(Entries from a pointing dataset)
=-=-=-=-=
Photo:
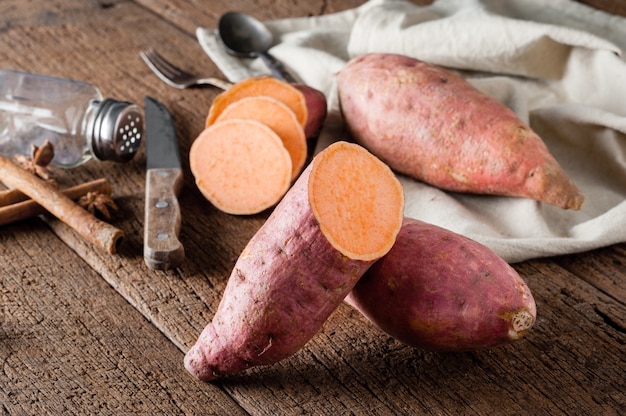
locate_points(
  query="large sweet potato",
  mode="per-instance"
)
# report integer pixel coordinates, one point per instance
(342, 214)
(440, 291)
(433, 125)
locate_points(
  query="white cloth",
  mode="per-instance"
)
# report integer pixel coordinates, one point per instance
(557, 63)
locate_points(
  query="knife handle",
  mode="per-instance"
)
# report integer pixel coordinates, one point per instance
(162, 250)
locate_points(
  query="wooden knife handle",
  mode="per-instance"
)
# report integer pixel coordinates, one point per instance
(162, 250)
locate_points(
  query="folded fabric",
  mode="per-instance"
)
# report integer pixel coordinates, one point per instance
(556, 63)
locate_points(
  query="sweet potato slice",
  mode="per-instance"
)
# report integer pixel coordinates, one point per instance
(265, 86)
(279, 118)
(342, 214)
(440, 291)
(433, 125)
(240, 166)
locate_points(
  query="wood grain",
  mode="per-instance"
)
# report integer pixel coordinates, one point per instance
(84, 332)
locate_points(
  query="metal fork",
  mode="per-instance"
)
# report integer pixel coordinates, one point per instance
(176, 77)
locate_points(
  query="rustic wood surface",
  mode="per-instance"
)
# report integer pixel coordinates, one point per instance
(86, 332)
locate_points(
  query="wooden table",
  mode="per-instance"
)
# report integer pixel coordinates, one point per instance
(85, 332)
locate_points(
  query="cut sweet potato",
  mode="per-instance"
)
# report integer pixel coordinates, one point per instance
(276, 116)
(342, 214)
(440, 291)
(433, 125)
(265, 86)
(240, 166)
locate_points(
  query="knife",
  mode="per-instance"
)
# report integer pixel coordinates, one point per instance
(162, 249)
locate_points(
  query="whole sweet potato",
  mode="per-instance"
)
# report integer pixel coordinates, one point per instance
(440, 291)
(328, 229)
(434, 126)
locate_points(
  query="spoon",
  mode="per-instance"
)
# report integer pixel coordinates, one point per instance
(244, 36)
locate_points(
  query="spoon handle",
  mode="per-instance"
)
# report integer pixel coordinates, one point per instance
(276, 67)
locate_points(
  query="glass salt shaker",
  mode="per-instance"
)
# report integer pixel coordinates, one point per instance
(72, 115)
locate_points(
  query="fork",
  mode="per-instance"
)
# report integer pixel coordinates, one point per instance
(176, 77)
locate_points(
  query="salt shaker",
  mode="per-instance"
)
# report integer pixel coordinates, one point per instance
(71, 114)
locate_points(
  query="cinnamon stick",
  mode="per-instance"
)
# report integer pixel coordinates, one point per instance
(97, 232)
(25, 208)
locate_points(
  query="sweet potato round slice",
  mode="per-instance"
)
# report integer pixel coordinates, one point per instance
(267, 86)
(240, 166)
(279, 118)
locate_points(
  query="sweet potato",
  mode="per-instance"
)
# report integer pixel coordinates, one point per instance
(240, 166)
(279, 118)
(308, 104)
(440, 291)
(317, 109)
(342, 214)
(434, 126)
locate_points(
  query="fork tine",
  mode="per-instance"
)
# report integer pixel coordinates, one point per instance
(162, 68)
(166, 66)
(176, 77)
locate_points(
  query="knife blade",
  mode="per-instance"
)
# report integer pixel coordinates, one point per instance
(162, 249)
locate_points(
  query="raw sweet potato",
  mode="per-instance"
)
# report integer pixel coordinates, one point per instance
(279, 118)
(308, 104)
(341, 215)
(240, 166)
(433, 125)
(317, 109)
(440, 291)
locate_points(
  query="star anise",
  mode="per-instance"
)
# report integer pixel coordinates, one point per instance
(38, 161)
(98, 203)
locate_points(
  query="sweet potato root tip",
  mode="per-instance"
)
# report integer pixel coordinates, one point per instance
(278, 117)
(441, 291)
(359, 213)
(240, 166)
(433, 125)
(290, 277)
(265, 86)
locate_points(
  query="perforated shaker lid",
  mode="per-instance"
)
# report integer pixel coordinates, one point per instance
(116, 131)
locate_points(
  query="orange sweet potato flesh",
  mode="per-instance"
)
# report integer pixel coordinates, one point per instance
(299, 266)
(279, 118)
(440, 291)
(240, 166)
(434, 126)
(308, 104)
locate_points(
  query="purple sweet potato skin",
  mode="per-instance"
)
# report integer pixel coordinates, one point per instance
(440, 291)
(285, 284)
(317, 108)
(434, 126)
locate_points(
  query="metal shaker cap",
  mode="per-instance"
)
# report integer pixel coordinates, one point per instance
(116, 130)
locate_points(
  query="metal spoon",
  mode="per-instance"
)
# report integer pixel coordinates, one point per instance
(244, 36)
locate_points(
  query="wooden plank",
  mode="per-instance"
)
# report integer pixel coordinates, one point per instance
(70, 344)
(572, 362)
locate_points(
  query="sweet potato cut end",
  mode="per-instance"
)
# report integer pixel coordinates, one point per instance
(240, 166)
(357, 200)
(265, 86)
(277, 116)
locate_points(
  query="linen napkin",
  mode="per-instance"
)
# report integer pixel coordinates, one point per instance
(558, 64)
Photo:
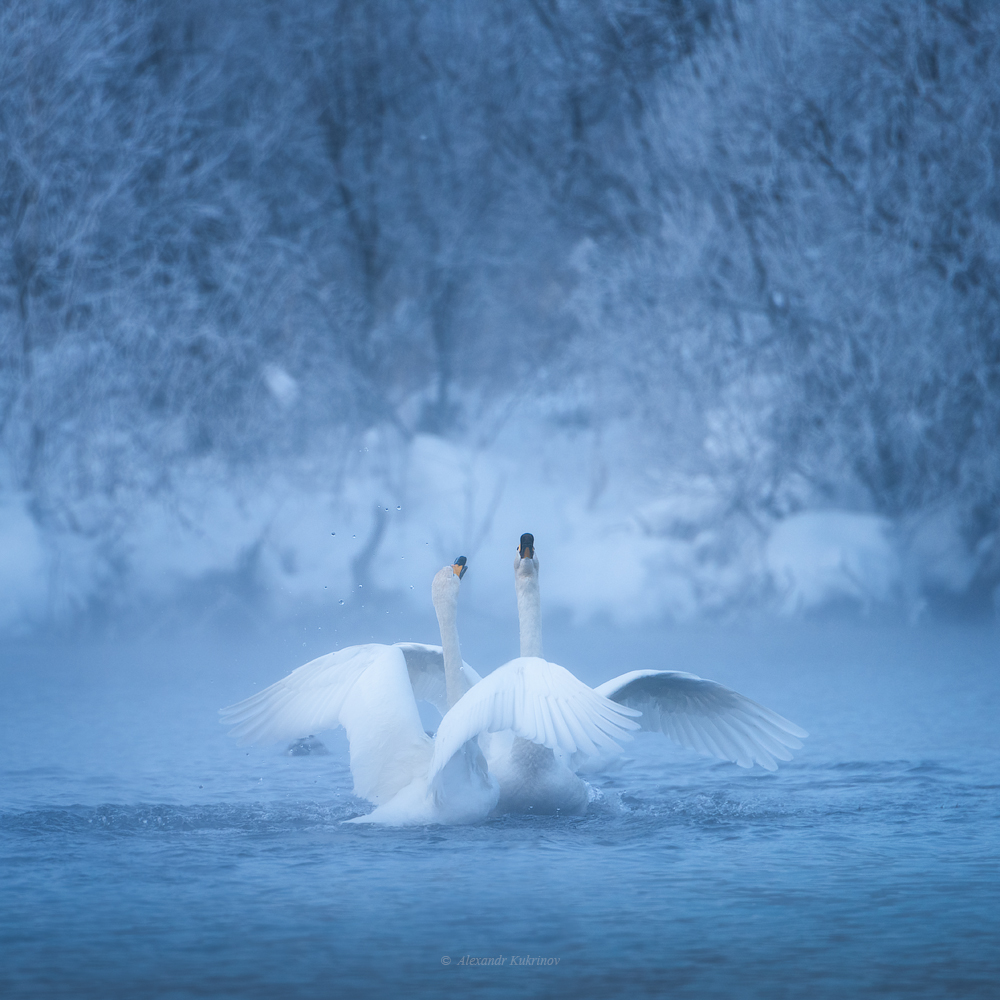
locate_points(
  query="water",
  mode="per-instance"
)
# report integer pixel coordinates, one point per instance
(144, 854)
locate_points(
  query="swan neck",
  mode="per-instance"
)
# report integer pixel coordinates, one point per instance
(529, 614)
(447, 612)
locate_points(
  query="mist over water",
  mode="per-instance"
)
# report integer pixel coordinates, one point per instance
(145, 852)
(300, 302)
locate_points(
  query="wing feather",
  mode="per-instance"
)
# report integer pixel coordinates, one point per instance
(706, 716)
(308, 700)
(530, 688)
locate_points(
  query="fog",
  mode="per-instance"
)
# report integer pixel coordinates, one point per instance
(300, 301)
(297, 299)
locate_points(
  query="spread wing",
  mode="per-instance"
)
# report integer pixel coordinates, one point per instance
(706, 716)
(308, 700)
(367, 690)
(425, 665)
(539, 701)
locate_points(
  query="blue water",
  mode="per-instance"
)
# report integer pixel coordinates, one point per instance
(145, 854)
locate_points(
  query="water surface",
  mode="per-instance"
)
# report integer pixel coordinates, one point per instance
(145, 854)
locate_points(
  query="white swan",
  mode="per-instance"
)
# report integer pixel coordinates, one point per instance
(532, 777)
(699, 714)
(372, 692)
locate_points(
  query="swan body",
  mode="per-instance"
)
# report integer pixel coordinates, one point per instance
(411, 778)
(372, 691)
(531, 776)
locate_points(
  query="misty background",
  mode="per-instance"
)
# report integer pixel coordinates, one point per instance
(300, 300)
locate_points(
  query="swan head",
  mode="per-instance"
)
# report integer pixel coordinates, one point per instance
(444, 587)
(526, 562)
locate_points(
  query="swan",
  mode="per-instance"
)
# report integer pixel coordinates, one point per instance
(699, 714)
(531, 776)
(411, 778)
(372, 691)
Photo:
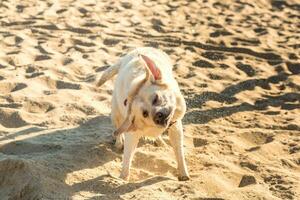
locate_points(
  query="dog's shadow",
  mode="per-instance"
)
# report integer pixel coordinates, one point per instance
(60, 154)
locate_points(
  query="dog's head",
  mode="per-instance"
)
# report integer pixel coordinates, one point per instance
(152, 104)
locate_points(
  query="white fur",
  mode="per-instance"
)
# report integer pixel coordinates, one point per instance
(130, 72)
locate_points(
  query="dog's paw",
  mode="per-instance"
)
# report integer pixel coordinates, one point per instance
(159, 142)
(183, 178)
(124, 177)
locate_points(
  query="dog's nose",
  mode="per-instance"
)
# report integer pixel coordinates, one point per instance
(161, 117)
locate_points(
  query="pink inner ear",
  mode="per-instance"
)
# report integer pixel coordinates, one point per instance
(150, 64)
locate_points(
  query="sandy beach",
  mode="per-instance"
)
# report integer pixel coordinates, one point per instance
(237, 63)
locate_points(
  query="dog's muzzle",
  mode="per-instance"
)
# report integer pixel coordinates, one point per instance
(162, 116)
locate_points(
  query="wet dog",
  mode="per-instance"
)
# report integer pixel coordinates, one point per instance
(146, 102)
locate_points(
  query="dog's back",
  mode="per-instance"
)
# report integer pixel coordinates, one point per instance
(162, 59)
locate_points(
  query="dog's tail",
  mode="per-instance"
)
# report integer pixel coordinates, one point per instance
(109, 73)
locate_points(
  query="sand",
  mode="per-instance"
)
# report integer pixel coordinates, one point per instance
(237, 63)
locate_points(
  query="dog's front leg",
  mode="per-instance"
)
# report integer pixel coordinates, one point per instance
(130, 143)
(176, 140)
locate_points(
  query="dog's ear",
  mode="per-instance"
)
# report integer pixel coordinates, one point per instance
(127, 125)
(155, 72)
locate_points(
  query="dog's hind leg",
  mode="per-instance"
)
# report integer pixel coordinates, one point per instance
(176, 140)
(130, 143)
(116, 120)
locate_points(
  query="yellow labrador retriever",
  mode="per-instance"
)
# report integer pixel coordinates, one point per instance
(146, 102)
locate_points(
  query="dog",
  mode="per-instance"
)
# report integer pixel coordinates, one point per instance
(146, 102)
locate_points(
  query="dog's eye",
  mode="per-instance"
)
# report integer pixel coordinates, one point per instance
(155, 100)
(145, 113)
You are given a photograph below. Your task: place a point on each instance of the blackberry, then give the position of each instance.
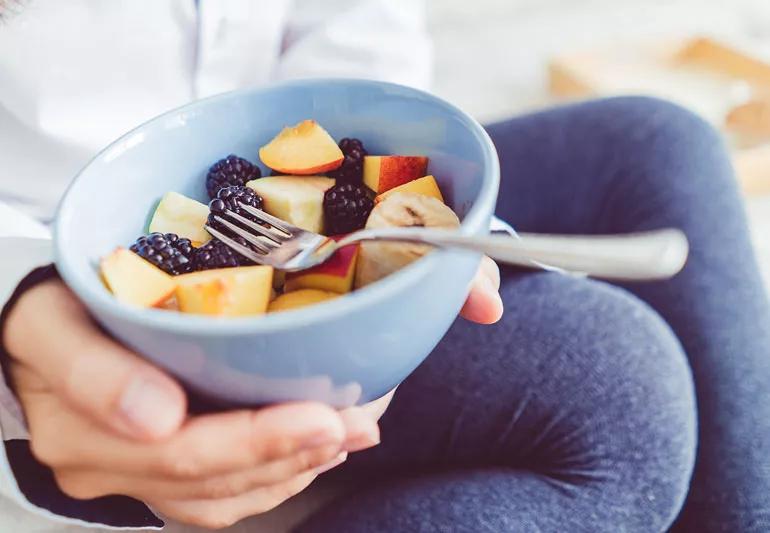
(166, 251)
(232, 170)
(229, 198)
(352, 169)
(346, 208)
(216, 254)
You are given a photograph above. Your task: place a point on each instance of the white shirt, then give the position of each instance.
(75, 75)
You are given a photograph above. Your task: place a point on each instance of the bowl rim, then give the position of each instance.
(100, 301)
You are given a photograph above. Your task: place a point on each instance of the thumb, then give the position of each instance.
(50, 334)
(484, 305)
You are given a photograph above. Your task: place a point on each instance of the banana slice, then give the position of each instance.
(401, 209)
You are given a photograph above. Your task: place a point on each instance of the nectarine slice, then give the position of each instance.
(302, 149)
(299, 299)
(426, 186)
(335, 274)
(135, 281)
(296, 199)
(176, 213)
(385, 172)
(238, 291)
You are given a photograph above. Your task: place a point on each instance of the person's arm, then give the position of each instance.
(376, 39)
(23, 480)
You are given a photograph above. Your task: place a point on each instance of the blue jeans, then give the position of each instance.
(590, 406)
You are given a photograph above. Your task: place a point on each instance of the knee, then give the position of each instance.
(668, 144)
(626, 388)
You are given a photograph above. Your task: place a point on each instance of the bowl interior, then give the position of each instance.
(111, 200)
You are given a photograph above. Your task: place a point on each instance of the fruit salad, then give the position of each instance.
(316, 184)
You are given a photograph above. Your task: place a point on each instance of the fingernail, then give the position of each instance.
(320, 438)
(488, 286)
(150, 407)
(492, 271)
(341, 458)
(362, 441)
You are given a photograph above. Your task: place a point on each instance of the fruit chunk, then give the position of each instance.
(385, 172)
(426, 186)
(301, 298)
(169, 252)
(232, 171)
(176, 213)
(335, 275)
(297, 200)
(302, 149)
(135, 281)
(400, 209)
(346, 208)
(235, 291)
(232, 199)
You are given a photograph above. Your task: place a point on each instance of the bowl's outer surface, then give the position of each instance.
(348, 351)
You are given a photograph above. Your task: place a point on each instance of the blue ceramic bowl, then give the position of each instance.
(351, 350)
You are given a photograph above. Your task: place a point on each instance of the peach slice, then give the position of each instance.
(303, 149)
(135, 281)
(385, 172)
(334, 275)
(426, 186)
(296, 199)
(238, 291)
(176, 213)
(299, 299)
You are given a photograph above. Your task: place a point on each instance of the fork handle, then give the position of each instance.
(650, 255)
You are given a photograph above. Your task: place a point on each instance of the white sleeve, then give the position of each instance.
(376, 39)
(28, 245)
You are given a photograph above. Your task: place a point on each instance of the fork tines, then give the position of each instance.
(271, 234)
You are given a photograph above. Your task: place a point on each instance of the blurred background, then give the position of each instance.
=-=-=-=-=
Reproduce the lines of the listing word for word, beginning with the line that contains "handle, then give the position of each instance." and continuing through the final line of the listing.

■ **Solution**:
You are given a photograph above. Your task: place a point on each instance of the fork handle, then give the position of each instance.
(650, 255)
You are given a photograph above. Your task: place a point on each instance of the white sleeve, then give the position of each instance.
(376, 39)
(28, 245)
You are given a photograph above. Your task: place a point on each instance of the fork tines, then give the position of each instance.
(271, 234)
You are given a photograph above. Your task: place a point on each instance of the blurred background, then give the position of each instance.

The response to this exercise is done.